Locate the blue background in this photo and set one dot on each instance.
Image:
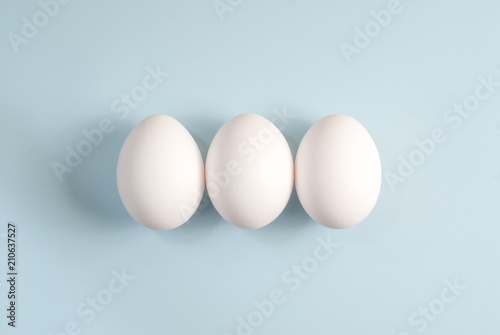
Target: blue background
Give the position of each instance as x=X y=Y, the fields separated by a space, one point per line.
x=441 y=224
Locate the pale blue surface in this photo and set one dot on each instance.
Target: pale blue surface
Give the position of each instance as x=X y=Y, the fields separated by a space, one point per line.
x=442 y=223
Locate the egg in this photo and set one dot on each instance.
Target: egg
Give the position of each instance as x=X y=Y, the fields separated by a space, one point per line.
x=338 y=172
x=249 y=171
x=160 y=173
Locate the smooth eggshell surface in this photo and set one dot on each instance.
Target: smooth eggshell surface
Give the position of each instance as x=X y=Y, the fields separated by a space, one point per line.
x=338 y=172
x=160 y=173
x=249 y=171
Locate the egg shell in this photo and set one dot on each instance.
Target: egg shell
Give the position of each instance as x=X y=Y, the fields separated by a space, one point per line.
x=338 y=172
x=249 y=171
x=160 y=173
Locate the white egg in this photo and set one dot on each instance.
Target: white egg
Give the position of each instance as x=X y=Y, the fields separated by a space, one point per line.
x=338 y=172
x=249 y=171
x=160 y=173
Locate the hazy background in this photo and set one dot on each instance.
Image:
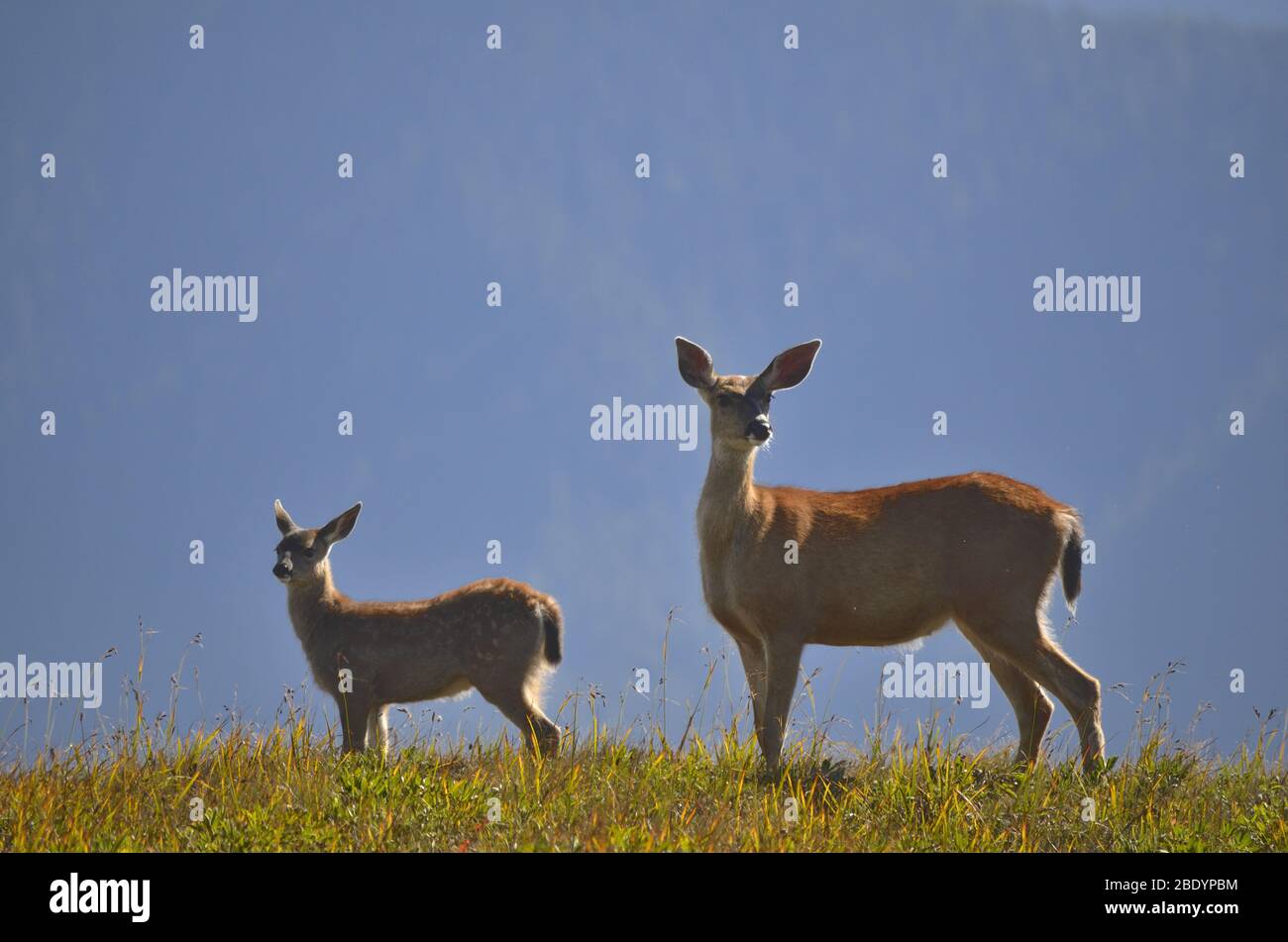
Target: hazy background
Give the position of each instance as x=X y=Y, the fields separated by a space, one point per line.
x=472 y=424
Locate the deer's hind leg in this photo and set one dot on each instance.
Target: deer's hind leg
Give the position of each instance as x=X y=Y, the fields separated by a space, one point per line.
x=519 y=704
x=1021 y=641
x=1031 y=706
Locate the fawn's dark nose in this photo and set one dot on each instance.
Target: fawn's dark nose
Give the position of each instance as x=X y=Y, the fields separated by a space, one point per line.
x=759 y=429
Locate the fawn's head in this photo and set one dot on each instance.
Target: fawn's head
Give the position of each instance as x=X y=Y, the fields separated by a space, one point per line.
x=739 y=404
x=301 y=555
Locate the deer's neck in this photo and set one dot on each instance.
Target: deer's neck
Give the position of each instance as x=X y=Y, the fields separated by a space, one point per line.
x=729 y=495
x=313 y=603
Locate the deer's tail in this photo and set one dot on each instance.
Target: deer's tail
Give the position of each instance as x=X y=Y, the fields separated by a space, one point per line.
x=552 y=624
x=1070 y=565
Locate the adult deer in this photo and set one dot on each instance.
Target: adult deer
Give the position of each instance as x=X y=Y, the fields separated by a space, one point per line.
x=880 y=567
x=497 y=636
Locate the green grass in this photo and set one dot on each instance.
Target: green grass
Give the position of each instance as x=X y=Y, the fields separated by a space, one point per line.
x=286 y=787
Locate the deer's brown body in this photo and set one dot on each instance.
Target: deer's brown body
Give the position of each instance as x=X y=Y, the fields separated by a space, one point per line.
x=879 y=567
x=497 y=636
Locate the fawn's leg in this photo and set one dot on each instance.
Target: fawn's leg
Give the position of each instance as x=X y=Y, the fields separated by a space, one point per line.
x=353 y=722
x=377 y=730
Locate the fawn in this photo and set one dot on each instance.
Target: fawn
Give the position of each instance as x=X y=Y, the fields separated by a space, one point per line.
x=497 y=636
x=880 y=567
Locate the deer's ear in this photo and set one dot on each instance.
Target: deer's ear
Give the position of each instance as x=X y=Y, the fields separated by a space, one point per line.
x=342 y=527
x=696 y=366
x=790 y=366
x=283 y=520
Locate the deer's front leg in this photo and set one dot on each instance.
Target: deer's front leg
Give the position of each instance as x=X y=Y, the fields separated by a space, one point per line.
x=377 y=730
x=353 y=722
x=782 y=663
x=754 y=666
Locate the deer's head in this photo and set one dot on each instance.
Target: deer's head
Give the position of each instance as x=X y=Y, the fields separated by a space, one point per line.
x=739 y=404
x=301 y=554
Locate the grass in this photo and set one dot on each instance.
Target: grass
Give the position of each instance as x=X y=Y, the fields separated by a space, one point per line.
x=286 y=787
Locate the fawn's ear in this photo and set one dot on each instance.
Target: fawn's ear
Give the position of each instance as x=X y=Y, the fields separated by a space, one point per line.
x=696 y=366
x=342 y=527
x=283 y=520
x=790 y=366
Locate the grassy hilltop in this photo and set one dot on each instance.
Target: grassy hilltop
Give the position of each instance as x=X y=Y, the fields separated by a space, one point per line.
x=286 y=787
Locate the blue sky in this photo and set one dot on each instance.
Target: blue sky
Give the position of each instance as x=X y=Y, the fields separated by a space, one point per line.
x=516 y=166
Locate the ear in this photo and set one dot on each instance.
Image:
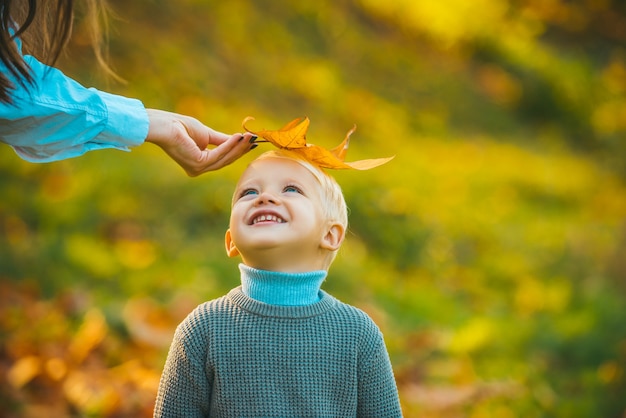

Problem to work on: Give the data again exactly. Keep the images out.

Worked solution:
Locate the blue background in this photo and set one dot on each instance.
Image:
Target: blue background
Give the position of each instance as x=X y=Y, the fields separated by a space, one point per line.
x=441 y=224
Locate the pale blue surface in this photo and set one dot on each instance.
Target: pale blue surface
Give the position of each instance as x=X y=Y, the fields separated by a space, one point per line.
x=442 y=223
Locate the egg in this photo and set one dot on each instance.
Target: egg
Give the position of each instance as x=X y=Y, the fields separated by a space, one point per line.
x=338 y=172
x=249 y=171
x=160 y=173
Locate the smooth eggshell surface in this photo and set one dot on each instance.
Target: smooth eggshell surface
Give the position of each instance as x=X y=Y, the fields separated by a space, one point per line.
x=338 y=172
x=160 y=173
x=249 y=171
Locate the egg shell in this photo and set one dot on each instance.
Target: egg shell
Give the position of each instance as x=X y=Y, the fields separated by a space, one point per line.
x=338 y=172
x=249 y=171
x=160 y=173
Locate the white egg in this photo and set one dot on each instance.
Target: white egg
Give the position of each instance as x=X y=Y, the fields separated by a space, one point per line.
x=338 y=172
x=249 y=171
x=160 y=173
Locate the hazy background in this photo and set one dot on each instance.
Image:
Target: hazy background
Give the position of each instance as x=X y=Y, the fields separated by a space, one point per line.
x=472 y=424
Locate the deer's hind leg in this photo and set one dot on each instance.
Target: deer's hind leg
Give the position of each instance as x=X y=Y, the fields separated by a space, one point per line.
x=519 y=704
x=1021 y=641
x=1031 y=706
Locate the fawn's dark nose in this photo and set one dot on each instance.
Target: fawn's dark nose
Give the position of each instance as x=X y=Y, the fields separated by a space, one point per line.
x=759 y=429
Locate the fawn's head in this photo and set one dot on each instance.
Target: fawn's head
Give the position of each instance as x=X y=Y, the fields separated by a space, one point per line.
x=739 y=404
x=301 y=555
Locate the deer's neck in this photo and set one dot on each instance.
Target: deer's neck
Give the position of each instance as x=X y=Y, the fields separated by a space, one point per line.
x=729 y=495
x=313 y=603
Locate the deer's tail in this photo and set one dot on each instance.
Target: deer's tail
Give the position of each instance as x=X y=Y, the fields separated by a space, one point per line.
x=552 y=624
x=1070 y=565
Locate the adult deer in this photo and set one dot on each instance.
Target: adult deer
Give the position of each instance as x=X y=Y, the fields separated by a space, one point per line.
x=880 y=567
x=497 y=636
Locate the green grass in this photo and set one dot on each instance.
Target: green grass
Give the position of each instance as x=X y=Y, the fields separated by a space, one point per line.
x=286 y=787
Locate the deer's brown body in this photo and set one dot on each instance.
Target: deer's brown body
Give the position of each instance as x=X y=Y, the fields separated by a space, one point per line.
x=879 y=567
x=497 y=636
Locate the fawn's leg in this photo and set one dot on each instance.
Target: fawn's leg
Give the position of each instance as x=X y=Y, the fields separated by a space, one point per line.
x=353 y=722
x=377 y=730
Locate the fawn in this photo and set one dot on each instance.
Target: fawn
Give the position of each instance as x=X y=Y, the fields separated by a space, one point per line.
x=497 y=636
x=880 y=567
Locate the deer's ear in this photo and set one dot on each instance.
Target: deer's ear
Give the position of each instance as x=X y=Y, the fields separated by a space, one point per line.
x=342 y=527
x=696 y=366
x=790 y=366
x=283 y=520
Locate the deer's front leg in this photo and set one dot on each instance.
Target: deer's front leg
Give the position of each instance as x=X y=Y, the fields separated by a space, one point per line.
x=377 y=730
x=353 y=722
x=782 y=663
x=754 y=666
Locate the deer's head in this photo and set one dot on each instance.
Target: deer's head
Give the position of each instance as x=X y=Y, the fields separated by a space, one point per line.
x=739 y=404
x=301 y=554
Locate the grass in this photo and set one dot on each instance.
Target: grass
Give the position of each instance as x=X y=Y, the fields separated by a space, one point per line.
x=286 y=787
Locate the fawn's ear in this photo and set one dot on each instance.
Target: fawn's ear
Give the position of each instance as x=X y=Y, the fields separated by a space, one point per line.
x=696 y=366
x=342 y=527
x=283 y=520
x=790 y=366
Locate the grassy hilltop in this photo and set one dot on each instance.
Target: grassy hilltop
Give the position of each instance as x=X y=Y, the fields separated by a space, one point per line.
x=286 y=787
Locate the blue sky in this photo and set one dot on each instance.
Target: blue sky
Give the position of each instance as x=X y=Y, the fields separated by a space, one point per line.
x=516 y=166
Locate the ear in this photo and set one dot on each instance.
Image:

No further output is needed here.